> **Instructions for the task**
In the records below, find the line containing "175L667 171L661 157H653L639" and the line containing "189L384 206L532 210L508"; please repeat exactly the lines from one to the other, both included, and nothing more.

━━━━━ Entries supplied

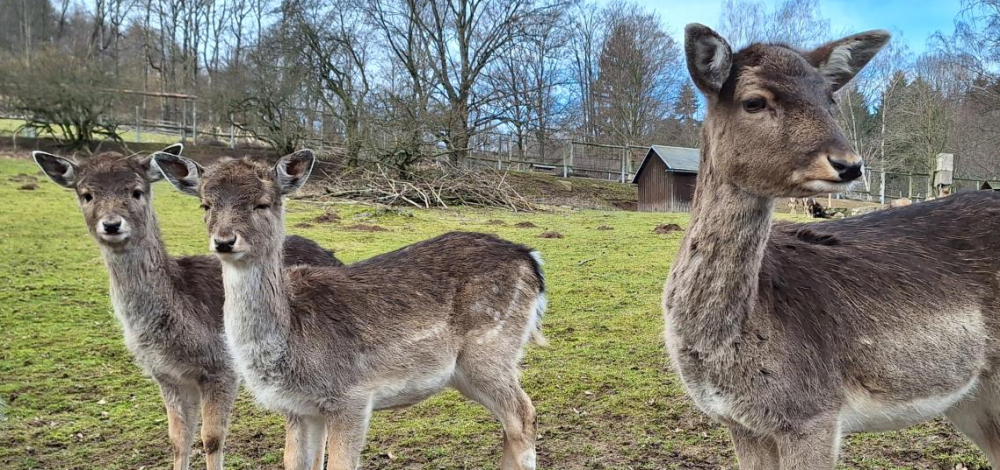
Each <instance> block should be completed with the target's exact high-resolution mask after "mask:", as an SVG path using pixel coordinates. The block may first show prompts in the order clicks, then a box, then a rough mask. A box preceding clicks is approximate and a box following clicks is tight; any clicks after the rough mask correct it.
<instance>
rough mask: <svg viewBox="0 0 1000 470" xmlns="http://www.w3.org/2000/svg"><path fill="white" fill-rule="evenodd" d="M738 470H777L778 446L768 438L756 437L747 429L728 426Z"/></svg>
mask: <svg viewBox="0 0 1000 470" xmlns="http://www.w3.org/2000/svg"><path fill="white" fill-rule="evenodd" d="M729 435H730V436H731V437H732V439H733V447H734V448H735V449H736V458H737V460H738V461H739V464H740V470H778V446H777V445H776V444H775V443H774V440H773V439H771V438H769V437H763V436H758V435H756V434H754V433H752V432H750V431H749V430H748V429H746V428H744V427H742V426H739V425H733V426H729Z"/></svg>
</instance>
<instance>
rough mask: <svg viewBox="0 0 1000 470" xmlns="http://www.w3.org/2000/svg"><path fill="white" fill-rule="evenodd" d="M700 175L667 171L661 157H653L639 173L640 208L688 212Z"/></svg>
mask: <svg viewBox="0 0 1000 470" xmlns="http://www.w3.org/2000/svg"><path fill="white" fill-rule="evenodd" d="M697 177H698V175H695V174H688V173H667V167H666V165H664V164H663V161H662V160H660V159H659V158H656V157H652V158H650V159H649V161H648V162H646V167H645V168H643V169H642V173H641V174H640V175H639V180H638V181H637V183H638V184H639V210H640V211H641V212H687V211H689V210H690V208H691V200H692V199H693V198H694V185H695V181H696V180H697Z"/></svg>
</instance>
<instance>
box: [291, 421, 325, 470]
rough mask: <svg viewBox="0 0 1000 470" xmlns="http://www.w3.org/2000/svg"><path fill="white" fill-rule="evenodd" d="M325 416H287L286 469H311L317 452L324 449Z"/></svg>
mask: <svg viewBox="0 0 1000 470" xmlns="http://www.w3.org/2000/svg"><path fill="white" fill-rule="evenodd" d="M323 433H324V428H323V418H321V417H319V416H300V415H288V416H286V417H285V457H284V463H285V470H310V469H311V468H313V467H314V465H315V463H316V454H318V453H320V452H322V451H323V450H322V449H323V443H322V440H323Z"/></svg>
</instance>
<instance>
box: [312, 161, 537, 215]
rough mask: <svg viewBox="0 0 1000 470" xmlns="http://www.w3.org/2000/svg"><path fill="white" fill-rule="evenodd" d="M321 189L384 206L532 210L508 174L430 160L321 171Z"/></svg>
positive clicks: (330, 196) (339, 196) (320, 170)
mask: <svg viewBox="0 0 1000 470" xmlns="http://www.w3.org/2000/svg"><path fill="white" fill-rule="evenodd" d="M317 170H319V171H320V172H324V173H326V178H324V179H323V180H322V183H321V184H322V185H323V191H324V192H325V194H326V195H328V196H330V197H337V198H346V199H353V200H358V201H366V202H374V203H378V204H385V205H388V206H406V205H410V206H414V207H420V208H431V207H440V208H448V207H452V206H476V207H501V208H505V209H509V210H511V211H515V212H517V211H530V210H534V206H533V205H532V204H531V202H529V201H528V200H527V199H525V198H524V197H523V196H521V195H520V194H518V192H517V191H516V190H514V188H513V187H512V186H511V185H510V183H509V182H508V181H507V174H506V173H505V172H499V171H496V170H492V169H485V168H482V169H475V170H469V169H464V168H457V167H454V166H451V165H444V164H433V165H421V166H419V167H414V168H413V169H412V170H409V171H407V172H405V173H400V172H399V171H396V170H393V169H390V168H388V167H386V166H383V165H378V164H375V165H365V166H361V167H358V168H353V169H349V170H344V171H336V172H329V173H327V172H325V171H324V169H323V168H320V167H317Z"/></svg>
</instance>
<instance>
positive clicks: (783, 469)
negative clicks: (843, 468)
mask: <svg viewBox="0 0 1000 470" xmlns="http://www.w3.org/2000/svg"><path fill="white" fill-rule="evenodd" d="M775 442H776V444H777V445H778V458H779V461H780V467H779V468H780V469H781V470H832V469H833V468H834V466H835V465H836V464H837V454H839V453H840V426H839V424H838V422H837V416H836V414H832V415H829V416H824V417H822V418H817V419H813V420H811V421H810V422H808V423H806V424H805V425H803V426H801V427H800V429H799V430H798V432H795V433H786V434H780V435H778V436H775Z"/></svg>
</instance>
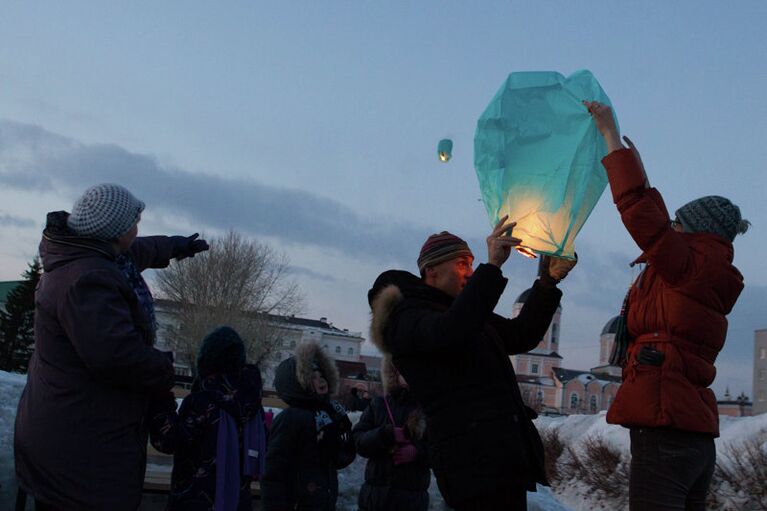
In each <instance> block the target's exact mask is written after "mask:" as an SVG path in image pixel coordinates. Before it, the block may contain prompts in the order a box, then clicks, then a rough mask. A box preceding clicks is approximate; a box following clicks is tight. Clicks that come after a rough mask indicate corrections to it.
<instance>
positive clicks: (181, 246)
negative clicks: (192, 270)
mask: <svg viewBox="0 0 767 511" xmlns="http://www.w3.org/2000/svg"><path fill="white" fill-rule="evenodd" d="M199 237H200V234H199V233H194V234H192V235H191V236H173V241H174V242H175V247H174V250H173V257H174V258H175V259H176V260H177V261H181V260H182V259H186V258H187V257H194V255H195V254H198V253H200V252H204V251H206V250H208V249H209V248H210V246H208V242H207V241H205V240H198V239H197V238H199Z"/></svg>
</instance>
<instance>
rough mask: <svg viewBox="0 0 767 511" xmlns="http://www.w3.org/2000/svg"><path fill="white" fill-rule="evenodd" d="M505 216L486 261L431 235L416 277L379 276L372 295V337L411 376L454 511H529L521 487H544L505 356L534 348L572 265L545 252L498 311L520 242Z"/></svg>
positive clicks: (563, 260)
mask: <svg viewBox="0 0 767 511" xmlns="http://www.w3.org/2000/svg"><path fill="white" fill-rule="evenodd" d="M506 220H507V218H506V217H504V218H502V219H501V220H500V222H499V223H498V224H497V225H496V226H495V228H494V229H493V231H492V232H491V233H490V235H489V236H488V237H487V239H486V241H487V260H486V261H487V262H485V263H483V264H479V265H478V266H477V268H476V271H475V270H474V268H473V263H474V255H473V254H472V252H471V250H470V249H469V246H468V245H467V244H466V242H465V241H464V240H462V239H461V238H459V237H458V236H455V235H454V234H451V233H449V232H447V231H442V232H440V233H438V234H433V235H431V236H429V238H428V239H427V240H426V243H424V245H423V247H422V248H421V253H420V254H419V256H418V270H419V273H420V275H421V276H420V278H419V277H418V276H416V275H413V274H412V273H409V272H406V271H401V270H389V271H386V272H384V273H382V274H381V275H380V276H379V277H378V278H377V279H376V281H375V283H374V284H373V288H372V289H371V290H370V292H369V293H368V300H369V302H370V307H371V311H372V320H371V325H370V333H371V337H372V341H373V343H374V344H375V345H376V346H377V347H378V348H379V349H380V350H381V352H383V353H384V354H386V355H389V356H391V360H392V363H393V364H394V366H395V367H396V368H397V370H398V371H399V372H400V373H401V374H402V376H403V377H404V378H405V380H407V382H408V385H409V386H410V390H411V392H412V394H413V396H414V397H415V399H416V400H417V401H418V402H419V403H420V404H421V405H422V406H423V409H424V413H425V415H426V419H427V420H426V422H427V424H428V426H427V427H428V428H429V432H428V437H429V442H430V446H429V454H430V462H431V465H432V469H433V470H434V475H435V477H436V479H437V484H438V485H439V489H440V493H441V494H442V496H443V497H444V499H445V502H446V503H447V504H448V505H449V506H450V507H451V508H453V509H456V510H457V511H467V510H473V509H512V510H516V509H519V510H524V509H527V504H526V501H527V491H528V490H532V491H535V488H536V483H543V484H545V483H546V474H545V471H544V453H543V446H542V444H541V440H540V437H539V436H538V432H537V431H536V429H535V425H534V424H533V422H532V419H533V418H534V417H535V414H534V412H533V411H532V410H530V409H529V408H527V407H526V406H525V403H524V400H523V398H522V393H521V392H520V390H519V386H518V384H517V378H516V375H515V373H514V367H513V366H512V364H511V361H510V360H509V355H514V354H518V353H524V352H526V351H530V350H532V349H534V348H535V347H536V346H537V345H538V343H539V342H540V341H541V339H542V338H543V336H544V335H545V334H546V331H547V330H548V328H549V325H550V323H551V319H552V317H553V315H554V313H555V312H556V310H557V307H558V306H559V301H560V298H561V296H562V292H561V291H560V290H559V289H557V287H556V284H557V283H558V282H559V281H560V280H561V279H562V278H564V276H565V275H566V274H567V272H568V271H569V270H570V269H571V268H572V267H573V265H574V264H575V262H574V261H566V260H564V259H558V258H550V259H548V258H543V261H544V263H545V264H543V265H542V269H541V275H540V276H539V278H538V279H537V280H536V281H535V282H534V283H533V286H532V288H531V289H530V291H529V293H528V295H527V296H528V297H527V299H526V301H525V304H524V306H523V307H522V309H521V311H520V313H519V314H518V315H517V317H515V318H513V319H510V318H505V317H502V316H501V315H499V314H496V313H495V312H494V309H495V306H496V304H497V303H498V301H499V300H500V298H501V295H502V294H503V290H504V288H505V287H506V283H507V279H506V278H505V277H504V276H503V272H502V270H501V268H502V267H503V265H504V263H505V262H506V261H507V259H508V258H509V255H510V254H511V250H512V248H513V247H514V246H516V245H518V244H519V243H520V240H519V239H517V238H514V237H512V236H511V231H512V229H513V228H514V223H509V224H507V223H506Z"/></svg>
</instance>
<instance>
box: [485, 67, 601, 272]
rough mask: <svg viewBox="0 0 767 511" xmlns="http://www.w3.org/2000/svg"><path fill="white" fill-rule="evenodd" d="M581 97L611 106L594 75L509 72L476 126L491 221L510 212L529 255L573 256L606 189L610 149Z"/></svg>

━━━━━━━━━━

> **Your solution**
rough mask: <svg viewBox="0 0 1000 470" xmlns="http://www.w3.org/2000/svg"><path fill="white" fill-rule="evenodd" d="M700 175L667 171L661 157H653L639 173L640 208L688 212Z"/></svg>
mask: <svg viewBox="0 0 1000 470" xmlns="http://www.w3.org/2000/svg"><path fill="white" fill-rule="evenodd" d="M697 177H698V175H695V174H688V173H667V167H666V165H664V164H663V161H662V160H660V159H659V158H656V157H652V158H650V159H649V161H648V162H646V167H645V168H643V169H642V173H641V174H640V175H639V180H638V181H637V183H638V184H639V210H640V211H641V212H687V211H689V210H690V208H691V200H692V199H693V198H694V185H695V181H696V180H697Z"/></svg>
</instance>
<instance>
box: [291, 421, 325, 470]
rough mask: <svg viewBox="0 0 1000 470" xmlns="http://www.w3.org/2000/svg"><path fill="white" fill-rule="evenodd" d="M325 416H287L286 469H311L317 452L324 449Z"/></svg>
mask: <svg viewBox="0 0 1000 470" xmlns="http://www.w3.org/2000/svg"><path fill="white" fill-rule="evenodd" d="M323 433H324V428H323V418H321V417H319V416H300V415H288V416H286V417H285V457H284V463H285V470H310V469H311V468H313V467H314V465H315V463H316V454H318V453H320V452H322V451H323V450H322V449H323V443H322V440H323Z"/></svg>
</instance>
<instance>
box: [312, 161, 537, 215]
rough mask: <svg viewBox="0 0 1000 470" xmlns="http://www.w3.org/2000/svg"><path fill="white" fill-rule="evenodd" d="M321 189L384 206L532 210L508 174L430 160L321 171Z"/></svg>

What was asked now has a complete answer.